_Exercise instructions_
List the lines of this listing that hold the word "provide".

_Data supplied_
- - -

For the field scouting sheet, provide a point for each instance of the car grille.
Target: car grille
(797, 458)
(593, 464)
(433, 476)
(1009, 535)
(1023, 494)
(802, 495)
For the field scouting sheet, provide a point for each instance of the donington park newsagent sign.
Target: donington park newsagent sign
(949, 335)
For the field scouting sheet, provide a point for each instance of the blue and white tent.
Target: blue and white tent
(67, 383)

- - -

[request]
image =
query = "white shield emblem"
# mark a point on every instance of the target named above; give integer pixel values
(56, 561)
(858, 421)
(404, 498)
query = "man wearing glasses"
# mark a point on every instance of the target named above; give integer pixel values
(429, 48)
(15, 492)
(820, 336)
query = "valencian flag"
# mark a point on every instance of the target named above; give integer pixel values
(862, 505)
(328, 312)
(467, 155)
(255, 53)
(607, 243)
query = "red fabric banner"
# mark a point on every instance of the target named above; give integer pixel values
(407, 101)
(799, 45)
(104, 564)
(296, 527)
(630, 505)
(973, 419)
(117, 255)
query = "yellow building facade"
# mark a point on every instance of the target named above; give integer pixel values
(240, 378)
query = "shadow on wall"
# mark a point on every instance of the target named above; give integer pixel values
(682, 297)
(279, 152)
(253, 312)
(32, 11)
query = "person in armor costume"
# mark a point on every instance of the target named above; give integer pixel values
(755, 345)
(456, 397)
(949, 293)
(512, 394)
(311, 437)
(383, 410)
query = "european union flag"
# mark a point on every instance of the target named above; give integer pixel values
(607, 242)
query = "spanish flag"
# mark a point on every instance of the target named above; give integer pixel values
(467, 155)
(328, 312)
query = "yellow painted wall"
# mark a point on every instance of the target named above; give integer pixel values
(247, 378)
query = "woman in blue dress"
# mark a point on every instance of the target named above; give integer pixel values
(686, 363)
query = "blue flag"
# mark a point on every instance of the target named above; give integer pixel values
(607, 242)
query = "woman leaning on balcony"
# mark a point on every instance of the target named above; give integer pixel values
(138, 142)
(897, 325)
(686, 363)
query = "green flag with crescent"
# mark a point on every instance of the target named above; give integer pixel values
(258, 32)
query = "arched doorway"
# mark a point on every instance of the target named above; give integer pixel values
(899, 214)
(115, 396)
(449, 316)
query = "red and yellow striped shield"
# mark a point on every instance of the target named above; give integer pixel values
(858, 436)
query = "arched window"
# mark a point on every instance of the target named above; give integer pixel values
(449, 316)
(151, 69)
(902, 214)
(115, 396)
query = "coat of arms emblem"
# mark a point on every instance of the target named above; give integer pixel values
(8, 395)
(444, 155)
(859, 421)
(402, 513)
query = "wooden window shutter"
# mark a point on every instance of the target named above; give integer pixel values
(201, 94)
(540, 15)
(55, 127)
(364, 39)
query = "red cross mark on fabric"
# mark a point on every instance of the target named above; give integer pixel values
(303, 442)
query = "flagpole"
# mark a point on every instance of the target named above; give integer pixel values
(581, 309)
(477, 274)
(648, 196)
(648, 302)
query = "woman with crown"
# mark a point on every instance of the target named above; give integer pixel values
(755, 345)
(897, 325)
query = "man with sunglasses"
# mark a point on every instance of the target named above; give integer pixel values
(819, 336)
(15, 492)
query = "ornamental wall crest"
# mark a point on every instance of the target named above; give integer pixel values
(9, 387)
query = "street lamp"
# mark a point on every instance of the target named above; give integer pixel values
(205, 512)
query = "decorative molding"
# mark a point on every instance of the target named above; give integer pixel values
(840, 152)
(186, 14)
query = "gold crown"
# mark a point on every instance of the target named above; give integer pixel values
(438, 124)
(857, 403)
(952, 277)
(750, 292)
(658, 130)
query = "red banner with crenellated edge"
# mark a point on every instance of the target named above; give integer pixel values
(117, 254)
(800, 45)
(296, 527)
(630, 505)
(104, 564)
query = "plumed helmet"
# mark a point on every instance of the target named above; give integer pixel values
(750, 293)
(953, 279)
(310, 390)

- - -

_Result_
For the field scouting sheet, provide a point for each instance of the car grille.
For the field scouting sheet, provide a point for each instance of the donington park newsagent sign.
For the field scouting sheet, provide a point for each instance of the blue and white tent.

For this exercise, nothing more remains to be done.